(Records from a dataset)
• • • • •

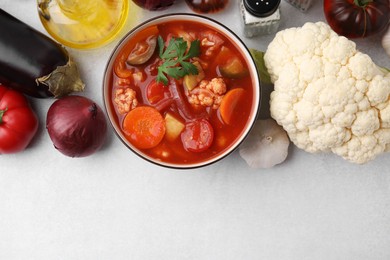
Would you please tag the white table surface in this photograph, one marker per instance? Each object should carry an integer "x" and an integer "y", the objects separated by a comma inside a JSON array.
[{"x": 113, "y": 205}]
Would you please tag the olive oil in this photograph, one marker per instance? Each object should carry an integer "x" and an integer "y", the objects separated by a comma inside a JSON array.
[{"x": 83, "y": 24}]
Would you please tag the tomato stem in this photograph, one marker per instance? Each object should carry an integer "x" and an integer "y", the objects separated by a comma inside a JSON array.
[
  {"x": 2, "y": 114},
  {"x": 362, "y": 3},
  {"x": 93, "y": 110}
]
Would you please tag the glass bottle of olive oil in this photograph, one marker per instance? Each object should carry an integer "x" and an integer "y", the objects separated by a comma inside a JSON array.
[{"x": 83, "y": 24}]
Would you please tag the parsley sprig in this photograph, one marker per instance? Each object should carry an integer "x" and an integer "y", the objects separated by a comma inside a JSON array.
[{"x": 175, "y": 59}]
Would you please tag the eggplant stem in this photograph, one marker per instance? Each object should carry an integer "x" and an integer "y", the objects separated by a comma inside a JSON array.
[
  {"x": 362, "y": 3},
  {"x": 2, "y": 112}
]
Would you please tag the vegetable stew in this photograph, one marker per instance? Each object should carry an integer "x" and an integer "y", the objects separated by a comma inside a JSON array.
[{"x": 181, "y": 91}]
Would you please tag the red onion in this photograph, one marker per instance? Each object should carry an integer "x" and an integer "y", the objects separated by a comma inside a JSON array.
[{"x": 76, "y": 125}]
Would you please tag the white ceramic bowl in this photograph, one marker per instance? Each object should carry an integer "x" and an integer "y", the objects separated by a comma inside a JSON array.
[{"x": 214, "y": 25}]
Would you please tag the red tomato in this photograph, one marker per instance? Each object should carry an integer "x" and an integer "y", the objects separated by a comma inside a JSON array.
[
  {"x": 156, "y": 91},
  {"x": 18, "y": 122},
  {"x": 357, "y": 18},
  {"x": 197, "y": 136}
]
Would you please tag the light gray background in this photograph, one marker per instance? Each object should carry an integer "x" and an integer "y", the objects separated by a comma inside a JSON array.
[{"x": 113, "y": 205}]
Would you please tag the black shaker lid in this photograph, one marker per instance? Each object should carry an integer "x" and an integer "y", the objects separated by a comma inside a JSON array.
[{"x": 261, "y": 8}]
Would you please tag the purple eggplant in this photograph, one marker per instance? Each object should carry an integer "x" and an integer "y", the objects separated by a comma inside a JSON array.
[{"x": 33, "y": 63}]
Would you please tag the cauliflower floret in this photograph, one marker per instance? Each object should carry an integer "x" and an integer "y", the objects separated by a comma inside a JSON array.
[
  {"x": 125, "y": 100},
  {"x": 208, "y": 93},
  {"x": 328, "y": 96}
]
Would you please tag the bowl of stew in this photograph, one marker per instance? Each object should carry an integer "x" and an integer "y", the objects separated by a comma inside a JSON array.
[{"x": 181, "y": 91}]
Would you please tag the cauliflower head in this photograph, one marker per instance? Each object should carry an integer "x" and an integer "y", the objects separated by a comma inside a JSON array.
[{"x": 327, "y": 95}]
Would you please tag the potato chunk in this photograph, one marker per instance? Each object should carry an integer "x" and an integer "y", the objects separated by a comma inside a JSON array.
[{"x": 173, "y": 126}]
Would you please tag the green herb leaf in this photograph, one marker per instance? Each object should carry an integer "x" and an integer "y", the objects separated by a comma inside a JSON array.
[{"x": 175, "y": 59}]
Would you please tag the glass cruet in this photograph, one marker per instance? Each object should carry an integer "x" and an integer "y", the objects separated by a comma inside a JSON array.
[{"x": 83, "y": 24}]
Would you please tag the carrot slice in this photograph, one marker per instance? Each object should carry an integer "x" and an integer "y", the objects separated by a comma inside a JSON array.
[
  {"x": 144, "y": 127},
  {"x": 229, "y": 105}
]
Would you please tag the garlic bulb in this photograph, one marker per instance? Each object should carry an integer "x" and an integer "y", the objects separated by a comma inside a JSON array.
[{"x": 386, "y": 41}]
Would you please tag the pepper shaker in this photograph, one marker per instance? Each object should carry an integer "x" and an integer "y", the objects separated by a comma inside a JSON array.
[{"x": 260, "y": 17}]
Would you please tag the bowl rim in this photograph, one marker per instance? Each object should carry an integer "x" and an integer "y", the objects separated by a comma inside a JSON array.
[{"x": 228, "y": 33}]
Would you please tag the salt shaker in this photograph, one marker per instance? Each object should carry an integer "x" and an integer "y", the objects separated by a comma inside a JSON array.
[
  {"x": 302, "y": 5},
  {"x": 260, "y": 17}
]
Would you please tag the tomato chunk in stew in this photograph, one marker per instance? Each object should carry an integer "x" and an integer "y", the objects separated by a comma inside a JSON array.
[{"x": 193, "y": 85}]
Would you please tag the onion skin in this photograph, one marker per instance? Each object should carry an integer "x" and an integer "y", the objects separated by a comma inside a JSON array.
[{"x": 76, "y": 125}]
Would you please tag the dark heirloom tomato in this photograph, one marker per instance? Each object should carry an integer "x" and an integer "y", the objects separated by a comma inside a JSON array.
[
  {"x": 18, "y": 122},
  {"x": 357, "y": 18}
]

• • • • •

> Short task
Write out all the records again with "in this photograph" swapped for "in this image" and nothing else changed. Leave the pictures out.

> Solution for this problem
Would you please tag the white table surface in this image, one marker per instance? Each object should carry an integer "x" and an integer "y", the objects separated by a comma inside a JSON array.
[{"x": 113, "y": 205}]
Would you please tag the olive oil in this image, one marker per instance? Each object should carry an integer "x" and an integer "y", the objects separated by a comma inside a JSON array.
[{"x": 83, "y": 24}]
Would you please tag the tomato stem in this image, one marker per instance? Each object should carry an integer "x" and an integer "y", the objects separated by a comma inside a JSON array.
[
  {"x": 2, "y": 114},
  {"x": 362, "y": 3},
  {"x": 93, "y": 110}
]
Would you please tag the glass bottle of olive oil in this image, one marker per instance? Each object should carry an integer "x" and an integer "y", the objects separated by a comma inside a JSON array.
[{"x": 83, "y": 24}]
Would you please tag the parsley sprig in this image, one marker per instance? Each object should carry an integer "x" and an integer "y", the objects separated by a comma inside a JSON array.
[{"x": 175, "y": 59}]
Would you please tag the eggplant stem in this image, one marker per instance? Each object should carry an integer "x" and an integer "y", the objects separated by a comma inside a JSON array.
[
  {"x": 362, "y": 3},
  {"x": 2, "y": 112}
]
Would you please tag the vegetable stew in this image, one marker per instance? Each object should carry an integer "x" and an integer "y", the objects separated by a comma inside a JSON array.
[{"x": 181, "y": 91}]
Would you please tag the red onion in this image, one marker per instance? Each object should carry an integer "x" and an integer "y", the objects separated by a comma inside a JSON array.
[{"x": 76, "y": 125}]
Would you please tag the white ceramic bowl in this image, one marker per instance? Each object should carry an integer "x" and an integer "y", the objects separated by a comma inside a JSON array.
[{"x": 214, "y": 25}]
Would you please tag the red tomato in this image, one marker per instance? Each object should carry an integer "x" and an integer "y", the objects separated by a comma inside a JSON array.
[
  {"x": 156, "y": 91},
  {"x": 18, "y": 122},
  {"x": 357, "y": 18},
  {"x": 197, "y": 136}
]
Would you please tag the light gray background in this image, one marker per instance? Each object should carry an integer "x" and an integer "y", the objects separated by a comma inside a JSON array.
[{"x": 113, "y": 205}]
Would you please tag the black shaker lid in this image, one marker per instance? Each object should carry an integer "x" and an integer "y", the objects separated by a comma inside a JSON array.
[{"x": 261, "y": 8}]
Would you please tag the purple eggplant in this image, one marker per instance? Each object should carry an integer "x" and an integer "y", the objects separated by a comma inside a JSON array.
[{"x": 33, "y": 63}]
Would you please tag the cauliflower floret in this image, one marker per instance? Each object should carry an integer "x" and an integer "y", the objects separated by a comma inside a JSON array.
[
  {"x": 125, "y": 100},
  {"x": 208, "y": 93},
  {"x": 328, "y": 96}
]
Would you please tag the bowl of stew in this image, one marker per instance? Each object should carry an integer "x" and an integer "y", the objects separated by a comma inside a JSON array.
[{"x": 181, "y": 91}]
Would you please tag the cauliflower head in this image, one marker per instance? Each object should carry an integer "x" and an integer "y", the objects separated by a comma inside a JSON array.
[{"x": 327, "y": 95}]
Would you please tag the potato chunk in this image, one marker per instance? Each object should carry an integer "x" and an integer "y", the objects separated by a comma inside a JSON array.
[{"x": 173, "y": 126}]
Would you please tag the green herb leaf in this image, one marker per instance? Each object should carry an integer "x" and an integer "y", the objects separated by a comma inside a JSON array.
[{"x": 175, "y": 59}]
Would you please tag the glass cruet in this image, one marker per instance? Each object should carry an integer "x" and an integer "y", the objects separated by a comma inside a JSON array.
[{"x": 83, "y": 24}]
Would you please tag the carrot slice in this image, one marker per instance? Each object should carry an integer "x" and an integer "y", the objects separated by a comma inside a JSON array.
[
  {"x": 144, "y": 127},
  {"x": 229, "y": 105}
]
Would you please tag the garlic bulb in this image, one marker per instance? Each object should carry an integer "x" and an integer "y", the objects separated by a comma inside a JSON array.
[{"x": 386, "y": 41}]
Would you please tag the pepper shaker in this image, one marker per instance? Each object should carry an integer "x" and an integer "y", the objects separated by a comma inside a JSON array.
[{"x": 260, "y": 17}]
Would you please tag the bowl rim in this image, one marker per instance? Each object should carry an integer "x" and an integer "y", the objects separated by a comma inside a JSON array.
[{"x": 228, "y": 33}]
Would you please tag the salt shaker in this image, one marker per instance? Each object should carry an integer "x" and an integer "y", the objects separated by a comma inside a JSON array.
[
  {"x": 302, "y": 5},
  {"x": 260, "y": 17}
]
Would you please tag the tomato chunk in stew in this image, one marker per instance? Each object should carry an integer "x" and an integer "y", the objects separated by a comma inside a JSON array.
[{"x": 193, "y": 85}]
Would you please tag the onion skin in this image, one marker per instance? Each object should carry an integer "x" and an integer "y", the objects separated by a comma inside a JSON array.
[{"x": 76, "y": 125}]
Would you please tag the dark heirloom tomato in this image, one marker per instance? Each object should carry an integer "x" and an integer "y", the objects separated by a comma inside a JSON array.
[
  {"x": 18, "y": 122},
  {"x": 357, "y": 18}
]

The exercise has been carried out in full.